**Short problem:** Print the records from the line containing "Where can you see the phone" up to and including the line containing "point(177, 125)", reproducing each line without any change.

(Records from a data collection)

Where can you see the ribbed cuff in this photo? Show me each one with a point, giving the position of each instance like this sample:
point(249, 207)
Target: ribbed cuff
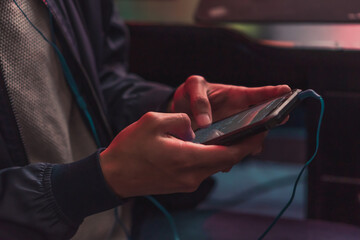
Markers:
point(80, 188)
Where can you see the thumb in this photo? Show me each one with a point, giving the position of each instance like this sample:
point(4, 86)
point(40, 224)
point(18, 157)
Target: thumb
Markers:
point(199, 101)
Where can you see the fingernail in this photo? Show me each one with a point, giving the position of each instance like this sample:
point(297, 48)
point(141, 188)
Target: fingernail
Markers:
point(203, 120)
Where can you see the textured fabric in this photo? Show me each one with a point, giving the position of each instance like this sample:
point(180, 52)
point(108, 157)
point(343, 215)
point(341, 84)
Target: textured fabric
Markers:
point(93, 41)
point(50, 123)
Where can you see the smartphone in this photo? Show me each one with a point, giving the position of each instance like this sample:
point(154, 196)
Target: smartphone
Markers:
point(255, 119)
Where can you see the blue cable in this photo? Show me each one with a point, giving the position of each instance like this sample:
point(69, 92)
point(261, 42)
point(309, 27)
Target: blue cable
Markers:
point(82, 104)
point(302, 95)
point(70, 79)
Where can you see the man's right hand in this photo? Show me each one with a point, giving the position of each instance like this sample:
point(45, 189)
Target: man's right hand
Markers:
point(155, 156)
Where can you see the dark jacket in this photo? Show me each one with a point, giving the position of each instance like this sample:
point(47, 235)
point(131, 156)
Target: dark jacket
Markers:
point(50, 201)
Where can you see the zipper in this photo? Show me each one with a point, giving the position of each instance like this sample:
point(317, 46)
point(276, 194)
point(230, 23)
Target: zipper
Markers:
point(84, 73)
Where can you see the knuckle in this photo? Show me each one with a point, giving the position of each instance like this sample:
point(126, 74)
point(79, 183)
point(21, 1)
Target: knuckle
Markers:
point(150, 116)
point(197, 79)
point(190, 183)
point(184, 118)
point(200, 100)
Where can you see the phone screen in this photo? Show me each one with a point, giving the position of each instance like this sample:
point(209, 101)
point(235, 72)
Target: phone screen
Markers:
point(240, 120)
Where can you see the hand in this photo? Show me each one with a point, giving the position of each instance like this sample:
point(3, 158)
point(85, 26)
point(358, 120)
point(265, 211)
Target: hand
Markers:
point(153, 156)
point(207, 102)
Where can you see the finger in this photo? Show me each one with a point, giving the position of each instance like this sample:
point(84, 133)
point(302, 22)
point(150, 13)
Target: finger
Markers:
point(215, 158)
point(196, 87)
point(260, 94)
point(177, 125)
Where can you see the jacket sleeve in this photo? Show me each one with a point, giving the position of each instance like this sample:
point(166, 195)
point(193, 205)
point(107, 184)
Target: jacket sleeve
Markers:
point(127, 95)
point(36, 201)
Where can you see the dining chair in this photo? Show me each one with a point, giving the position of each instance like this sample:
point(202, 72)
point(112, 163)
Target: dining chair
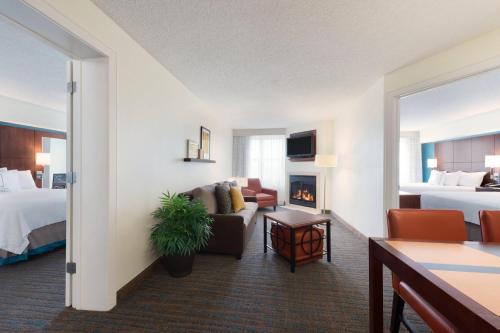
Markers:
point(424, 225)
point(490, 225)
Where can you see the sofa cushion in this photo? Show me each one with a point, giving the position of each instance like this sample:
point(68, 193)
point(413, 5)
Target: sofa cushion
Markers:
point(206, 195)
point(247, 213)
point(224, 204)
point(237, 199)
point(264, 196)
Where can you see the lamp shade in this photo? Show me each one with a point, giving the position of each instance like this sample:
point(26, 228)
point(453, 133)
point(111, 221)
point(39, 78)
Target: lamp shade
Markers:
point(492, 161)
point(432, 163)
point(43, 159)
point(325, 161)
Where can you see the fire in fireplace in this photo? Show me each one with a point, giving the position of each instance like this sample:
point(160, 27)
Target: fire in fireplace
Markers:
point(303, 190)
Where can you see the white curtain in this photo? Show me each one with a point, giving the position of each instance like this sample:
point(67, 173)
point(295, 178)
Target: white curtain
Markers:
point(263, 157)
point(410, 158)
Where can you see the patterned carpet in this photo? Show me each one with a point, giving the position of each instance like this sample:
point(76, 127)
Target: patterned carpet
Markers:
point(255, 294)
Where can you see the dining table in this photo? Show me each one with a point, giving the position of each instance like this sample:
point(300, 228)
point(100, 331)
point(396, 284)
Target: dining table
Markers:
point(459, 280)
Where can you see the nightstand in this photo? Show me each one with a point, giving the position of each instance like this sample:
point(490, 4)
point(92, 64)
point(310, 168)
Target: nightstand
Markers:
point(487, 189)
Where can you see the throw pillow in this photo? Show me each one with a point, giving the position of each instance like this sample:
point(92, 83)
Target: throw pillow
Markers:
point(224, 204)
point(206, 195)
point(237, 199)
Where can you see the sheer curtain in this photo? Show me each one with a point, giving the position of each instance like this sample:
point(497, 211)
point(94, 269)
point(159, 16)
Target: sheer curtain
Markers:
point(410, 158)
point(263, 157)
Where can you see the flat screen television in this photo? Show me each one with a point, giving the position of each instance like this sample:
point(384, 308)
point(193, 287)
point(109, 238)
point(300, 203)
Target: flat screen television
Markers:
point(301, 146)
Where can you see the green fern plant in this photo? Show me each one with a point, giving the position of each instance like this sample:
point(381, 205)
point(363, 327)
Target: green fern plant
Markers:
point(183, 227)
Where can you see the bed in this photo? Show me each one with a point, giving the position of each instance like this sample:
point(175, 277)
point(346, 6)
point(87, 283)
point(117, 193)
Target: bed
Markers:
point(419, 188)
point(470, 203)
point(31, 222)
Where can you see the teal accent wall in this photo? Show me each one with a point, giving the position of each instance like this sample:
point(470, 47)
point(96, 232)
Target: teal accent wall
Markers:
point(427, 152)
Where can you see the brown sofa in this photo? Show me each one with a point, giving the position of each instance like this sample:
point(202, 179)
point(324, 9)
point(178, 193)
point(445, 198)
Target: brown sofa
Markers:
point(231, 232)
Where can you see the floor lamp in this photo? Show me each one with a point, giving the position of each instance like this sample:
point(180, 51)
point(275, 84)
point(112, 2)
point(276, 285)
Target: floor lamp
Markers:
point(325, 161)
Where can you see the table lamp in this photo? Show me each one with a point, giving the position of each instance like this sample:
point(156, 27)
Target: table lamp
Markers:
point(325, 161)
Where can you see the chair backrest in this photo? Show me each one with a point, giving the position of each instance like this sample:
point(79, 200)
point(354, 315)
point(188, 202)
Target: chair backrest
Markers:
point(424, 224)
point(254, 185)
point(490, 225)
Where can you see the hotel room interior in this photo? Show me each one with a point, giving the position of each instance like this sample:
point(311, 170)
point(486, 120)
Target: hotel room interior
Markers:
point(246, 166)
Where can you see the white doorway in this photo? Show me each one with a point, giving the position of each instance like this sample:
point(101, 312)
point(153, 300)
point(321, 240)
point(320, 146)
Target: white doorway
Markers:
point(91, 151)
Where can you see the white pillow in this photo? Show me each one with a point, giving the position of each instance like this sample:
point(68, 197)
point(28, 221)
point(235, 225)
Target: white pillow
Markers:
point(472, 179)
point(4, 185)
point(13, 181)
point(451, 178)
point(436, 177)
point(26, 181)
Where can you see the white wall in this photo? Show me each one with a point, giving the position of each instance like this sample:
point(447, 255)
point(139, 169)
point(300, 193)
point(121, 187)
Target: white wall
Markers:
point(24, 113)
point(480, 124)
point(324, 145)
point(156, 114)
point(358, 177)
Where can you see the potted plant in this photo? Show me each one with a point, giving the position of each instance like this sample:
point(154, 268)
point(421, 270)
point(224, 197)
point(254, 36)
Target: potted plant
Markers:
point(183, 228)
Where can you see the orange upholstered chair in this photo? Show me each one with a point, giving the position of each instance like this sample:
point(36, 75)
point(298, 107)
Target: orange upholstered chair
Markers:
point(426, 225)
point(266, 197)
point(490, 225)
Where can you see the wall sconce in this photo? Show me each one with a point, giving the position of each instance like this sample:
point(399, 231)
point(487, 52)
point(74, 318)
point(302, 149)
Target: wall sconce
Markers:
point(432, 163)
point(42, 159)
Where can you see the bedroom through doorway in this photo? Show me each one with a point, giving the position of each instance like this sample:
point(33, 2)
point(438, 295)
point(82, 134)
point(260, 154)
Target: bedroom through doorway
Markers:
point(449, 147)
point(35, 199)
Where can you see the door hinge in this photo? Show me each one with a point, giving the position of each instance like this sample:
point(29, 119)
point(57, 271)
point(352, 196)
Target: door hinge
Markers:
point(71, 177)
point(71, 87)
point(70, 267)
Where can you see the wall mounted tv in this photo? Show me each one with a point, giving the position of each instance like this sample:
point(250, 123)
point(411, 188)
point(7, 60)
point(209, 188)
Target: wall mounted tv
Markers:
point(300, 146)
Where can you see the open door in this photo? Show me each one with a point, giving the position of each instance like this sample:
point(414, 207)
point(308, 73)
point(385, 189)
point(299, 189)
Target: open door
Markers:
point(73, 70)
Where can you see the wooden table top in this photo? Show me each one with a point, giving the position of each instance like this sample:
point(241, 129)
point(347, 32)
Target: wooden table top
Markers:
point(296, 218)
point(472, 268)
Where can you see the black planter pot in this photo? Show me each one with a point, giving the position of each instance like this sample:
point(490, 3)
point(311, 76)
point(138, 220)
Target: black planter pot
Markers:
point(178, 265)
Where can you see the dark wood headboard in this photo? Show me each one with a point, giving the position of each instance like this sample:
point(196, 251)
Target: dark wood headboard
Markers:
point(466, 154)
point(19, 144)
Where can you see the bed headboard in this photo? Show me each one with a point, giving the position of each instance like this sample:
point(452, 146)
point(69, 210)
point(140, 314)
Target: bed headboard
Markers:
point(19, 144)
point(467, 154)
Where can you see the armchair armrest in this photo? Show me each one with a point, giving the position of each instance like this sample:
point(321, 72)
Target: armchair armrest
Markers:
point(250, 198)
point(248, 192)
point(272, 192)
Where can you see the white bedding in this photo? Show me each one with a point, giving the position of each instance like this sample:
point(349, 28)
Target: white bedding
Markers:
point(24, 211)
point(468, 202)
point(419, 188)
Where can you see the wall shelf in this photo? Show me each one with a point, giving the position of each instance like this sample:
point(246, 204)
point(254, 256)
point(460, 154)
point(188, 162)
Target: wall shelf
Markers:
point(198, 160)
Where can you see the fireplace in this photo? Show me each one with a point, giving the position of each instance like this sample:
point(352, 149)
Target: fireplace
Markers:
point(303, 190)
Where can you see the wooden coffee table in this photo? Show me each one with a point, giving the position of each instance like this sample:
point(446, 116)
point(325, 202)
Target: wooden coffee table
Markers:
point(294, 219)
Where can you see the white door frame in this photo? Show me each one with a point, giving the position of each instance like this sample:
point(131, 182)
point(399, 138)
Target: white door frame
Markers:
point(45, 22)
point(392, 123)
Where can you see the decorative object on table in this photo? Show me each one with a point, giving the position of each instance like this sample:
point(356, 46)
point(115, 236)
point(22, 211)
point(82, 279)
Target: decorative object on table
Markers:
point(192, 149)
point(432, 163)
point(183, 228)
point(325, 161)
point(59, 181)
point(492, 162)
point(205, 142)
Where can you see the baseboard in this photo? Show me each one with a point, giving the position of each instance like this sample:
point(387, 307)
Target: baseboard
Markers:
point(134, 284)
point(355, 231)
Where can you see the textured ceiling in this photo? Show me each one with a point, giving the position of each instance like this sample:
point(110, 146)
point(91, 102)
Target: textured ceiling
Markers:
point(267, 63)
point(456, 100)
point(30, 70)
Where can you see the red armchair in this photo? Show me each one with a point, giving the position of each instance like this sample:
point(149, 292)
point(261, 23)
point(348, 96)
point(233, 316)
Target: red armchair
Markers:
point(265, 197)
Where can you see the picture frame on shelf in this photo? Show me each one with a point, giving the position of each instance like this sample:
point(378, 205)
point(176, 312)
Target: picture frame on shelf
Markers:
point(205, 142)
point(192, 149)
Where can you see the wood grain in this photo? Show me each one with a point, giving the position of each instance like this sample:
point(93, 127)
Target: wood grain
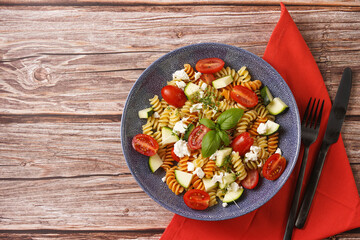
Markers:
point(53, 150)
point(65, 71)
point(90, 203)
point(77, 68)
point(182, 2)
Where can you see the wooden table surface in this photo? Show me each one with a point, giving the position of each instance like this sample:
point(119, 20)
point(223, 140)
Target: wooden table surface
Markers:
point(66, 68)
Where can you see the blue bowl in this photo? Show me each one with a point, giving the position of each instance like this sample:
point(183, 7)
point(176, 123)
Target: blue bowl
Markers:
point(150, 83)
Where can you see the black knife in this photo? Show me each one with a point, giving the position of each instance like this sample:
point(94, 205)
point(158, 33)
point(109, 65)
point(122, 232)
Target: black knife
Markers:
point(336, 119)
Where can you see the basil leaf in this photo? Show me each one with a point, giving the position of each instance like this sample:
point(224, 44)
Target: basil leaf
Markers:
point(230, 118)
point(210, 143)
point(207, 122)
point(224, 137)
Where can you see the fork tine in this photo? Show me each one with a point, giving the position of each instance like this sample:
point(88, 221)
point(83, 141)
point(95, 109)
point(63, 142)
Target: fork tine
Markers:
point(317, 125)
point(306, 112)
point(311, 114)
point(313, 120)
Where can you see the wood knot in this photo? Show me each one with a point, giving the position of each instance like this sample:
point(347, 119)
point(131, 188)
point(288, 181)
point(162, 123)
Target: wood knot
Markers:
point(179, 34)
point(41, 74)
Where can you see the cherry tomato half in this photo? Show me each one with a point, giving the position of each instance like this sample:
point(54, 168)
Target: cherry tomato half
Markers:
point(244, 96)
point(209, 65)
point(242, 143)
point(251, 179)
point(197, 199)
point(173, 95)
point(145, 144)
point(196, 136)
point(174, 156)
point(207, 77)
point(274, 167)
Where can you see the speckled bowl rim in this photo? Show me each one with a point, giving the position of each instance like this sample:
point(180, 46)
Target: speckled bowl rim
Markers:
point(264, 199)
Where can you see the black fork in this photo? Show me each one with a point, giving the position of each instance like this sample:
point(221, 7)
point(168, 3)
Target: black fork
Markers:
point(309, 132)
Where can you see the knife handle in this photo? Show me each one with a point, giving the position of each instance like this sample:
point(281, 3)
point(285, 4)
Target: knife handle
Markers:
point(311, 187)
point(296, 197)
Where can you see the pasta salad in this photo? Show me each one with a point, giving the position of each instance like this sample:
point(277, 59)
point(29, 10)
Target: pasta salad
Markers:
point(213, 132)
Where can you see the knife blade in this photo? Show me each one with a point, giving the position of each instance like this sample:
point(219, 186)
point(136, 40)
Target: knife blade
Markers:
point(335, 121)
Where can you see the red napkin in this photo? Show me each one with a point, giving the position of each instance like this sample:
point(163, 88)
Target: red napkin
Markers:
point(336, 205)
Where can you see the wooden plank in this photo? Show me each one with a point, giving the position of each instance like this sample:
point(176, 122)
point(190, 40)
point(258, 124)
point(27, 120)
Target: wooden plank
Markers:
point(55, 149)
point(39, 235)
point(73, 67)
point(182, 2)
point(121, 235)
point(95, 203)
point(106, 203)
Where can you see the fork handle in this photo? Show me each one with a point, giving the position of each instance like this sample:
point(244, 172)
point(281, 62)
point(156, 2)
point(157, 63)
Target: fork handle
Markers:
point(296, 197)
point(312, 185)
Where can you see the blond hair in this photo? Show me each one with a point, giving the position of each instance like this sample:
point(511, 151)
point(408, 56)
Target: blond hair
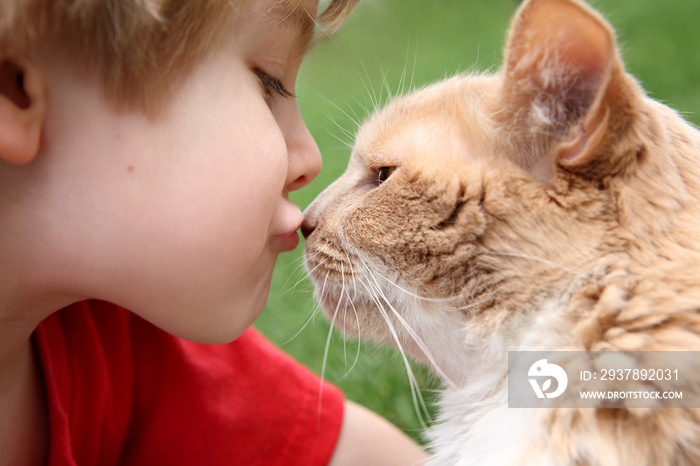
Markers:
point(140, 48)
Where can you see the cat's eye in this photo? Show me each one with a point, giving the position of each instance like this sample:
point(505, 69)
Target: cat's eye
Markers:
point(384, 173)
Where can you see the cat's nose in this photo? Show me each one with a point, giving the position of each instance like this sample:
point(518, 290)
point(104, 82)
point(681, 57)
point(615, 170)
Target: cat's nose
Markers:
point(307, 227)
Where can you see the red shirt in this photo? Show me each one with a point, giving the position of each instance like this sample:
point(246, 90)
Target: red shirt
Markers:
point(121, 391)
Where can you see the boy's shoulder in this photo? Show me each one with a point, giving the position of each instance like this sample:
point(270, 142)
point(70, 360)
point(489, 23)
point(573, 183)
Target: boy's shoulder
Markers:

**Solution for this problem:**
Where can you see the phone screen in this photo? Show me each one with a point, giving the position of each instance like this sample:
point(209, 101)
point(235, 72)
Target: phone screen
Markers:
point(240, 120)
Where can you see the hand in this photo? Show me each one with a point, giving the position of each instance like this sample:
point(3, 158)
point(85, 26)
point(358, 120)
point(265, 211)
Target: hand
Markers:
point(153, 156)
point(207, 102)
Where can you see the finger in this photo? Show me each one with a point, giving the position of each instance like this sample:
point(84, 133)
point(302, 22)
point(150, 13)
Target: finger
Markers:
point(215, 158)
point(196, 87)
point(260, 94)
point(177, 125)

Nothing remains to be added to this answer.